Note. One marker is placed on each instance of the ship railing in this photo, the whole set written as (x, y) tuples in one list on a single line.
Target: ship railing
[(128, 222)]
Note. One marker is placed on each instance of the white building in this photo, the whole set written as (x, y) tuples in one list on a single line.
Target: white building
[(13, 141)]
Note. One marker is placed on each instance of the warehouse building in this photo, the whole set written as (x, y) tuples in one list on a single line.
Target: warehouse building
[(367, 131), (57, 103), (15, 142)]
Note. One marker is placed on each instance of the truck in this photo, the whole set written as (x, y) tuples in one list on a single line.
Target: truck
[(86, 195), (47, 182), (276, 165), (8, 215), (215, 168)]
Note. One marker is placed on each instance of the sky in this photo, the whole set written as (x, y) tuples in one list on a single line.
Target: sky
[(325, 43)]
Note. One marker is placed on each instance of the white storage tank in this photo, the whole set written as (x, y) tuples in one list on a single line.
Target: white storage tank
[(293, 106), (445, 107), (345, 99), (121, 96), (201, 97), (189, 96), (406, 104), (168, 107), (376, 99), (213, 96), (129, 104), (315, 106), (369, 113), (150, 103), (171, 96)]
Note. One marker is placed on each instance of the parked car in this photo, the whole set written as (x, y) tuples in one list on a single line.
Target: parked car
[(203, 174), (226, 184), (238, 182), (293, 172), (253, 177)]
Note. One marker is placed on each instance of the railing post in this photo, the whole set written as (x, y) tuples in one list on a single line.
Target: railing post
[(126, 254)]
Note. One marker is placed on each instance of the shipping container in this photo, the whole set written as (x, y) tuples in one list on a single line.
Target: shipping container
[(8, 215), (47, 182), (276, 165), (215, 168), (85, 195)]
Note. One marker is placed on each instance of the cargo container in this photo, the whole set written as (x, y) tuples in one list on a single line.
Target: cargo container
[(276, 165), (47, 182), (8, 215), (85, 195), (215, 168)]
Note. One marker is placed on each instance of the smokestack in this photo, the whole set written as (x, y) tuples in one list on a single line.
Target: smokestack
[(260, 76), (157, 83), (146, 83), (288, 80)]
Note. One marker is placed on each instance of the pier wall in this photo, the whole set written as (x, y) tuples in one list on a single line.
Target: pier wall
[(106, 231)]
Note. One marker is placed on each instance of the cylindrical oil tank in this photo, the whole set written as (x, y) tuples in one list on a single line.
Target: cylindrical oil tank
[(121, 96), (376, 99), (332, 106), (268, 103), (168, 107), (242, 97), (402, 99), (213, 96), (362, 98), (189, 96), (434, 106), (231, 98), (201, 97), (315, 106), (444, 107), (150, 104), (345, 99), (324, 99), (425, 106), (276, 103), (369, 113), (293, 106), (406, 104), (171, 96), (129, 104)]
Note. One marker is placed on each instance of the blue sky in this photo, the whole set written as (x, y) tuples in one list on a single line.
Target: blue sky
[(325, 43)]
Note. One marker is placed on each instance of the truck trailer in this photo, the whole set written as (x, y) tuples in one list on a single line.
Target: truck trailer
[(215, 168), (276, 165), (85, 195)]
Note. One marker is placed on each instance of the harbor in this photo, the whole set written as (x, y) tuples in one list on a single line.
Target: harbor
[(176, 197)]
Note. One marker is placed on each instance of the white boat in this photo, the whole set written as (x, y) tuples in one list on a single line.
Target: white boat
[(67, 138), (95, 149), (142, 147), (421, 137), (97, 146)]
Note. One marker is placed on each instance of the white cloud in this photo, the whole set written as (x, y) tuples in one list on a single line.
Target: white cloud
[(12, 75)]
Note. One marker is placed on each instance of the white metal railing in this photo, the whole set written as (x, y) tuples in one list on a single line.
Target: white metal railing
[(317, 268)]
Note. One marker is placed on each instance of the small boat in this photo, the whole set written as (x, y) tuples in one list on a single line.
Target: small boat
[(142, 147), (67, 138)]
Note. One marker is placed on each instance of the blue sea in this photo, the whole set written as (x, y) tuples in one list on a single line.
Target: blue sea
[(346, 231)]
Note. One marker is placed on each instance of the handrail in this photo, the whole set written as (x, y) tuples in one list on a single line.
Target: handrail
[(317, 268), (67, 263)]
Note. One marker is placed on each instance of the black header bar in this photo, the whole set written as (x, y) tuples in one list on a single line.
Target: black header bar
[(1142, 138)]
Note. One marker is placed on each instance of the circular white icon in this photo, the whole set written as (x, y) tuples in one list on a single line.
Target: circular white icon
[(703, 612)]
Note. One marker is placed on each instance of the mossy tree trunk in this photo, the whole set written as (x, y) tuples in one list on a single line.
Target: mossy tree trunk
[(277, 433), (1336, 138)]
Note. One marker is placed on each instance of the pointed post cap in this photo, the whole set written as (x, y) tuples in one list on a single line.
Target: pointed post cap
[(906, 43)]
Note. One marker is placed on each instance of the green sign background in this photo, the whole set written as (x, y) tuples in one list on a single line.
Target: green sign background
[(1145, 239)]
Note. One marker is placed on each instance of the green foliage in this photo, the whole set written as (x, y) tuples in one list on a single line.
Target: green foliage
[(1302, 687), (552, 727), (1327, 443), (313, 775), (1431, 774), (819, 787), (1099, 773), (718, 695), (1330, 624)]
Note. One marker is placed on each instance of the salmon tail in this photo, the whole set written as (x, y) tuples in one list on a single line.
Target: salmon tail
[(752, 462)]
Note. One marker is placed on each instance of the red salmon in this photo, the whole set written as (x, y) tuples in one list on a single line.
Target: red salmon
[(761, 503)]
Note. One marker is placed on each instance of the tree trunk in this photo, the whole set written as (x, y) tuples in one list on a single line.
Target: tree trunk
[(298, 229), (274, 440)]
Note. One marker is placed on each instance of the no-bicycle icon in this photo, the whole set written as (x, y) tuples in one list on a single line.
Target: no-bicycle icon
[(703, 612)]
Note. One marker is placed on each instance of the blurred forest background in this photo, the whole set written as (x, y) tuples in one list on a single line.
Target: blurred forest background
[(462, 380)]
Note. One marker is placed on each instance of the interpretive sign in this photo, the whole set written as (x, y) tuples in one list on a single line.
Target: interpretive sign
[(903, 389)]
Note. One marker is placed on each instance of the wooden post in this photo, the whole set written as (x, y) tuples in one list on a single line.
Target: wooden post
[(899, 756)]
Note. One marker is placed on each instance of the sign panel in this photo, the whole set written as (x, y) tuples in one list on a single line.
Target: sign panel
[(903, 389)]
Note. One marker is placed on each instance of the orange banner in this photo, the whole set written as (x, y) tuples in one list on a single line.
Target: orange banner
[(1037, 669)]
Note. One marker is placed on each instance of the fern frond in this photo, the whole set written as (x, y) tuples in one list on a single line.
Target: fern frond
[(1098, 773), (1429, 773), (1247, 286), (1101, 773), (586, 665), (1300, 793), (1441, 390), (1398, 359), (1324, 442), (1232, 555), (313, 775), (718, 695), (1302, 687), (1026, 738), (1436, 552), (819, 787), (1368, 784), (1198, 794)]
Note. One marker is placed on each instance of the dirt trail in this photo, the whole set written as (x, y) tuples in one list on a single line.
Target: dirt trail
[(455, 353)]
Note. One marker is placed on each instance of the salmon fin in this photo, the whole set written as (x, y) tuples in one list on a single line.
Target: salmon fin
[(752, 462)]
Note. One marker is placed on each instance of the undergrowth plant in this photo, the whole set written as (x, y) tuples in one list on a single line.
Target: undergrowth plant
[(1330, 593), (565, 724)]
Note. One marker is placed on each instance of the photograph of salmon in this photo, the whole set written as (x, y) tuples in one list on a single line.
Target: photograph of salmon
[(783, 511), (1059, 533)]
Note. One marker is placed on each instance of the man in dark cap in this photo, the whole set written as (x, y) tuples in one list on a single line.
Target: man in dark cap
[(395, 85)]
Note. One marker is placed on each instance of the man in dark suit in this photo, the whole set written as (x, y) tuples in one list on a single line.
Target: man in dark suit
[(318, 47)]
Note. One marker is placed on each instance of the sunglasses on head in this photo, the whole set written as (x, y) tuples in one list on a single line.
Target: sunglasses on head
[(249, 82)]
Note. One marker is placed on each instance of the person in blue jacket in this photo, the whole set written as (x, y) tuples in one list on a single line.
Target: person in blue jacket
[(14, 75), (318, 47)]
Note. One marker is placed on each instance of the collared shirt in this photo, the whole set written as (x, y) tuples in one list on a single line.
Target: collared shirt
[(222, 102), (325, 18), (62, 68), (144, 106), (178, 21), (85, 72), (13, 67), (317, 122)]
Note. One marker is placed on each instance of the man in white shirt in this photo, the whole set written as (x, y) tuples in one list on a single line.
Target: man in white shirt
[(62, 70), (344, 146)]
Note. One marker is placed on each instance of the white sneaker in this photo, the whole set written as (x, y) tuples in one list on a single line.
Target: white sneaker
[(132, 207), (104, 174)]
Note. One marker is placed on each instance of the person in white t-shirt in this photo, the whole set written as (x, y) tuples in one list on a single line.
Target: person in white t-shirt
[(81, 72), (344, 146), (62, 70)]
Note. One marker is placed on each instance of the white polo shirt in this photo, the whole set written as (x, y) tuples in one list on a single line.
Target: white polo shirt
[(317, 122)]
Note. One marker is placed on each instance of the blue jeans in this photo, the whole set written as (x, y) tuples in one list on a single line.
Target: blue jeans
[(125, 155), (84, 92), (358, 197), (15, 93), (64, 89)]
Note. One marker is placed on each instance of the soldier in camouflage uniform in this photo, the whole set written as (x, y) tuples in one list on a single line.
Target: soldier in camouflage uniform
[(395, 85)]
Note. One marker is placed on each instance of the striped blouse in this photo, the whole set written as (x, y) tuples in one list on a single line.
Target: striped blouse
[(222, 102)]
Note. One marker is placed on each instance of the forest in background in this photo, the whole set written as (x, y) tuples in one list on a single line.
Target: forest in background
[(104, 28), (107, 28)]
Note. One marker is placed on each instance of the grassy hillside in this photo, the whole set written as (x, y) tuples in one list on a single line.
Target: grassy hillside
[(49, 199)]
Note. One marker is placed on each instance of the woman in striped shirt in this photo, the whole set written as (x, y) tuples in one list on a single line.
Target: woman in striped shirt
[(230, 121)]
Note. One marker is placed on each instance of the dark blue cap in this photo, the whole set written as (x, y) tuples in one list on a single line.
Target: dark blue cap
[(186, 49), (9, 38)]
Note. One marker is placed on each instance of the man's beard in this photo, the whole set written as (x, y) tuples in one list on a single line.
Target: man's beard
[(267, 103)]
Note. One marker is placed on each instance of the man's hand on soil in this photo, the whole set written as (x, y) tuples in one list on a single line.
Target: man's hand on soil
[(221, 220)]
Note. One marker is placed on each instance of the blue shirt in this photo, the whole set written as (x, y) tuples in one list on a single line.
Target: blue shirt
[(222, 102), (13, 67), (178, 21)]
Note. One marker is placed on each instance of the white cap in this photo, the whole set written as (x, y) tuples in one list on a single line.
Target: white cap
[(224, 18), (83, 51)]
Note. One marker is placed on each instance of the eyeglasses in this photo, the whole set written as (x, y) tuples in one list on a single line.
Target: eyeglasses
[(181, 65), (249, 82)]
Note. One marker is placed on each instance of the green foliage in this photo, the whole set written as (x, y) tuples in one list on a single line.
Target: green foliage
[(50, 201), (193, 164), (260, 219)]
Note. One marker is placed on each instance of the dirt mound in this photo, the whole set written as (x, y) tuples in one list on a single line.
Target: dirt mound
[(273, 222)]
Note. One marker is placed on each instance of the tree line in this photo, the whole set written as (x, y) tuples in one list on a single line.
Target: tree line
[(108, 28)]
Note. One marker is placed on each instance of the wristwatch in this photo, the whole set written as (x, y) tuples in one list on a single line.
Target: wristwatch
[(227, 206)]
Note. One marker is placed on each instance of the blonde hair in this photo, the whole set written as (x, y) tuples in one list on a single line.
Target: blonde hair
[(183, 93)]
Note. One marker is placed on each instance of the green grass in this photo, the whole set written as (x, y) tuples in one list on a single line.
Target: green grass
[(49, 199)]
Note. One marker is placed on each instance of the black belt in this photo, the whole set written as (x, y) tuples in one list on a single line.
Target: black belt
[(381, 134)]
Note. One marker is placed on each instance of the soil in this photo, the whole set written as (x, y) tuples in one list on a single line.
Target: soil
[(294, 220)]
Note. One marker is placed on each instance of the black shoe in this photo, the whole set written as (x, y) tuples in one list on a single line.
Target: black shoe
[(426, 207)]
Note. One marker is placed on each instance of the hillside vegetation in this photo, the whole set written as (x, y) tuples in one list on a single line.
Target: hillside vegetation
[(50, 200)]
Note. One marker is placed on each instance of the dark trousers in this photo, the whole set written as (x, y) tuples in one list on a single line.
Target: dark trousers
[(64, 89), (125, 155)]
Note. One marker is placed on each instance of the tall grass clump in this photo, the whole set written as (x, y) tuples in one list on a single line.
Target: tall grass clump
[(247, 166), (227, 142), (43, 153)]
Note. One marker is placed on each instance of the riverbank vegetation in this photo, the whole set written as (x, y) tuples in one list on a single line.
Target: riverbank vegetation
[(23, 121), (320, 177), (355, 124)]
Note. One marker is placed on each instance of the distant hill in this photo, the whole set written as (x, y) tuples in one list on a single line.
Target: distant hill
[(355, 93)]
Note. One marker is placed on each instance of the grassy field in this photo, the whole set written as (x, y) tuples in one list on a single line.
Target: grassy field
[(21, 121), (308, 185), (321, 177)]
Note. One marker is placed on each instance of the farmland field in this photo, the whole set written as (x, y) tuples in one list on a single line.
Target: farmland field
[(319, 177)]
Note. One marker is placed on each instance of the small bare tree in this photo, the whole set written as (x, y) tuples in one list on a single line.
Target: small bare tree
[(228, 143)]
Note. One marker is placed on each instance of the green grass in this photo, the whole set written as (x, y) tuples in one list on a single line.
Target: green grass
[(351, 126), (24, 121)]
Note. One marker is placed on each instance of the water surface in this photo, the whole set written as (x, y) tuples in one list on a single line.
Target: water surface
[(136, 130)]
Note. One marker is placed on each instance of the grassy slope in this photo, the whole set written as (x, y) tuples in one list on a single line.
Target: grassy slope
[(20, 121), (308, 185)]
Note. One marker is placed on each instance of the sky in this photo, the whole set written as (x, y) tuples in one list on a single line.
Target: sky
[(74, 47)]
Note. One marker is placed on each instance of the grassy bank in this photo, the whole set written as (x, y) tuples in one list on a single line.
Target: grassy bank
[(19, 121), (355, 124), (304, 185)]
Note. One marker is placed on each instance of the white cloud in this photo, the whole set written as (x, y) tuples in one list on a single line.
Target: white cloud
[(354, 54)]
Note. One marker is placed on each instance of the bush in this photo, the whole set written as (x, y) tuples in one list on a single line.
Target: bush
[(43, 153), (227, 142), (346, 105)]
________________________
▸ **PROBLEM TO WORK ON**
Please copy out the stretch of lines from "the white polo" through "[(125, 155), (84, 92), (358, 197), (15, 93), (64, 89)]", substituting "point" for "marker" and leaving everything else unchanged.

▸ **TASK RESPONSE**
Note. One point is placed on each instance of the white polo shirt in this photo, the whole set written as (x, y) tuples in one list on a single line.
Target: white polo shirt
[(317, 122)]
Note. One point is placed on each instance of the blue jeans in this photo, the whole set written as (x, y) tuples in one list on a single line.
Target: blue jeans
[(125, 155), (84, 92), (358, 197), (15, 93), (64, 89)]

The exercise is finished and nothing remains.